[[ EXTRACT PROVIDED, beginning ]]

Here is the prompt and completion created from the first (state, tactic) pair from our simple example above (`example0.jsonl`):

In [6]:
import sys, json
sys.path.append('../ntp-training-data/scripts/')

from instruction_tuning import prompt_state_tactic

examples = [json.loads(line) for line in open('data/example0.jsonl').readlines()]

prompt, completion = prompt_state_tactic(examples[0])
print(f'=== Prompt:\n{prompt}', f'=== Completion:\n{completion}', sep='')

=== Prompt:
/- You are proving a theorem in Lean 4.
You are given the following information:
- The current proof state, inside [STATE]...[/STATE]

Your task is to generate the next tactic in the proof.
Put the next tactic inside [TAC]...[/TAC]
-/
[STATE]
m n : ℕ
h : Nat.Coprime m n
⊢ Nat.gcd m n = 1
[/STATE]
[TAC]
=== Completion:
rw [Nat.Coprime] at h
[/TAC]


Notice that we added a natural language description of the task into the prompt, commonly known as an "instruction" (and hence we call the script [instruction_tuning.py](../ntp-training-data/scripts/instruction_tuning.py)). In this case the instruction may not be strictly necessary, but including it suggests several other directions to experiment with (one of which we will see later in part 5). When we eventually incorporate our model into a tool (part 6), the instruction format will also allow us to swap in other off-the-shelf models that support instruction following.


Let's convert all of the extracted examples into (prompt, completion) data:

In [8]:
!cd ../ntp-training-data/ && python scripts/instruction_tuning.py --mathlib-only  # flag excludes e.g. Example0.lean

Examples/Mathlib
num_train_decls	59587
num_dev_decls	1568
num_test_decls	1568
num_dev_file_split_decls	0
num_test_file_split_decls	0
num_train	291262
num_dev	7735
num_test	8016
num_file_split_dev	0
num_file_split_test	0
instructions/state_tactic_mathlib_only


In [26]:
# Upload to huggingface (this will only work with authorized accounts, 
# but we leave this command here so you can use a similar pattern for your own projects)
# 
# !cd ../ntp-training-data/instructions/ && bash upload.sh

#### Data on Huggingface

We provide formatted fine-tuning data on HuggingFace:

- [`l3lab/ntp-mathlib-instruct-st`](https://huggingface.co/datasets/l3lab/ntp-mathlib-instruct-st) (Mathlib)

[[ EXTRACT PROVIDED, end ]]
[[ EXTRACTED DATA, beginning ]]

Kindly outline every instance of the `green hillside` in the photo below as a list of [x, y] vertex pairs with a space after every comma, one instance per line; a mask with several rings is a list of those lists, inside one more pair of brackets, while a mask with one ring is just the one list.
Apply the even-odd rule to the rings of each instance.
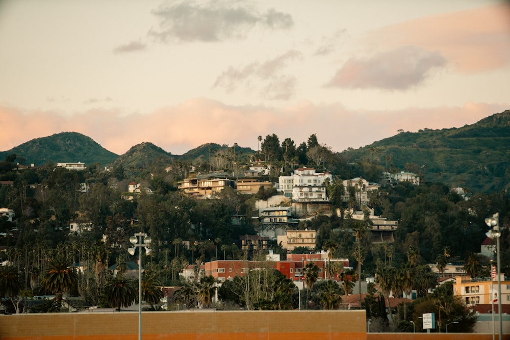
[[473, 192], [501, 191], [510, 182], [510, 111], [460, 128], [401, 132], [341, 153], [350, 162], [371, 163], [392, 172], [420, 173]]
[[140, 167], [145, 168], [149, 164], [154, 163], [166, 168], [173, 163], [174, 160], [174, 156], [170, 152], [152, 143], [145, 142], [132, 147], [110, 165], [113, 167], [122, 165], [125, 169], [133, 167], [138, 170]]
[[118, 155], [108, 151], [91, 138], [76, 132], [62, 132], [35, 138], [10, 150], [0, 152], [0, 160], [11, 154], [26, 165], [44, 165], [48, 162], [81, 162], [87, 165], [112, 163]]

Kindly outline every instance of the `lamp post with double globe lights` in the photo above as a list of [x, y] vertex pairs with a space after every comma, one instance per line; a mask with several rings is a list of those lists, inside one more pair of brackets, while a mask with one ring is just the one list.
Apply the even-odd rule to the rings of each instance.
[[[499, 337], [503, 338], [503, 323], [501, 320], [501, 254], [499, 251], [499, 239], [501, 236], [501, 231], [499, 228], [499, 213], [496, 213], [491, 217], [485, 219], [486, 224], [491, 228], [489, 231], [486, 233], [489, 239], [496, 239], [496, 261], [498, 266], [498, 317], [499, 320]], [[493, 289], [494, 290], [494, 289]], [[492, 298], [494, 300], [494, 297]]]
[[152, 239], [144, 232], [137, 232], [134, 236], [129, 239], [129, 242], [133, 244], [133, 247], [128, 248], [130, 255], [135, 255], [136, 248], [138, 249], [138, 340], [142, 340], [142, 248], [145, 249], [145, 255], [152, 252], [149, 248]]

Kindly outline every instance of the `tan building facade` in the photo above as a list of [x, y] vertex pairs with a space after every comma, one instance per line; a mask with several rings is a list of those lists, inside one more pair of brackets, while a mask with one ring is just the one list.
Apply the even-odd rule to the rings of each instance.
[[287, 230], [285, 235], [277, 238], [278, 243], [287, 250], [293, 250], [296, 247], [315, 249], [317, 231], [315, 230]]

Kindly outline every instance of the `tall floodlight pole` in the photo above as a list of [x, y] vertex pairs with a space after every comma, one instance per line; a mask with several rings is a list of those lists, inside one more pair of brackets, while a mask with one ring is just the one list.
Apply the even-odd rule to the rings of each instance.
[[[499, 320], [499, 337], [503, 338], [503, 322], [501, 320], [501, 261], [499, 251], [499, 238], [501, 232], [499, 229], [499, 213], [496, 213], [491, 217], [485, 219], [486, 224], [491, 227], [486, 235], [491, 239], [496, 239], [496, 251], [498, 261], [498, 317]], [[493, 297], [494, 300], [494, 297]]]
[[128, 248], [128, 252], [130, 255], [134, 255], [136, 248], [138, 249], [138, 340], [142, 340], [142, 249], [143, 247], [145, 248], [145, 255], [148, 255], [152, 252], [149, 249], [148, 246], [150, 244], [152, 239], [147, 234], [144, 232], [137, 232], [134, 236], [129, 239], [129, 241], [133, 244], [133, 248]]

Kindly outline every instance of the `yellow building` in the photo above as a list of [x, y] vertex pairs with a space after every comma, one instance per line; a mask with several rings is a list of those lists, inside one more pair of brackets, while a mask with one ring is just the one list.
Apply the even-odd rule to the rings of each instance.
[[[504, 276], [501, 274], [501, 304], [510, 304], [510, 281], [504, 281]], [[492, 289], [494, 287], [494, 292], [497, 292], [497, 280], [471, 280], [468, 276], [456, 276], [455, 278], [453, 294], [460, 295], [468, 306], [492, 303]]]
[[315, 249], [315, 230], [287, 230], [285, 235], [278, 236], [278, 243], [287, 250], [293, 250], [296, 247], [305, 247]]

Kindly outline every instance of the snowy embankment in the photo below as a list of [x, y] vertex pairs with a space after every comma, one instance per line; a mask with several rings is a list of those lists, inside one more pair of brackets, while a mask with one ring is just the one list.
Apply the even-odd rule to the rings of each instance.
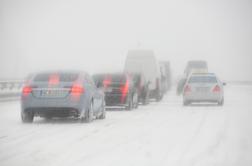
[[105, 120], [35, 118], [0, 103], [0, 165], [250, 166], [252, 86], [225, 87], [225, 104], [182, 106], [175, 89], [160, 103], [110, 110]]

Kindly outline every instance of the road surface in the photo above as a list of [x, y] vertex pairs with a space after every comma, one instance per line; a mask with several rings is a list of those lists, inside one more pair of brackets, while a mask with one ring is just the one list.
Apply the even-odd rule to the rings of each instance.
[[174, 88], [159, 103], [90, 124], [22, 124], [20, 103], [1, 102], [0, 165], [251, 166], [252, 86], [226, 86], [223, 107], [184, 107]]

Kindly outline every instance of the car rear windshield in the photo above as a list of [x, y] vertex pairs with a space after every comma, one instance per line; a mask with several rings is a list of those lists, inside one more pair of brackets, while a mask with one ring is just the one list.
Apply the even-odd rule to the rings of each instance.
[[112, 75], [112, 82], [120, 82], [120, 83], [124, 83], [126, 82], [126, 76], [125, 75]]
[[207, 68], [207, 64], [205, 62], [190, 62], [188, 64], [189, 68]]
[[59, 77], [60, 82], [73, 82], [78, 78], [77, 73], [43, 73], [36, 75], [34, 82], [48, 82], [53, 76]]
[[193, 76], [189, 83], [217, 83], [217, 80], [213, 76]]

[[ EXTRACTED DATA, end ]]

* **EXERCISE DIRECTIONS**:
Pick up the tutorial text on turning Lean 4 proof states into fine-tuning data from where it stops.

* **RESULT**:
Alternate formats can be produced using variants of [scripts/instruction_tuning.py](../ntp-training-data/scripts/instruction_tuning.py).

*If you use this data or code, we kindly ask that you cite this neural theorem proving tutorial*.

In [None]:
from datasets import load_dataset

dataset = load_dataset('l3lab/ntp-mathlib-instruct-st')

In [8]:
print(len(dataset['train']))
dataset['train'][0]

291262


{'task': 'tactic_predition',
 'prompt': '/- You are proving a theorem in Lean 4.\nYou are given the following information:\n- The current proof state, inside [STATE]...[/STATE]\n\nYour task is to generate the next tactic in the proof.\nPut the next tactic inside [TAC]...[/TAC]\n-/\n[STATE]\nJ : Type v\ninst✝¹ : SmallCategory J\ninst✝ : IsFiltered J\nF : J ⥤ GroupCat\nx y : (j : J) × ↑(F.obj j)\nh : Types.FilteredColimit.Rel (F ⋙ forget GroupCat) x y\n⊢ colimitInvAux F x = colimitInvAux F y\n[/STATE]\n[TAC]\n',
 'completion': 'apply G.mk_eq\n[/TAC]',
 'metadata': {'task': 'tactic_prediction',
  'project': 'Examples/Mathlib',
  'file': 'Examples/Mathlib/TacticPrediction/Mathlib_Algebra_Category_GroupCat_FilteredColimits.jsonl',
  'declId': 'Mathlib.Algebra.Category.GroupCat.FilteredColimits.83_0.OlIvs5vXvq1jJtZ',
  'target': 'apply G.mk_eq',
  'split': 'train'}}

In [9]:
print(dataset['train'][0]['prompt'])

/- You are proving a theorem in Lean 4.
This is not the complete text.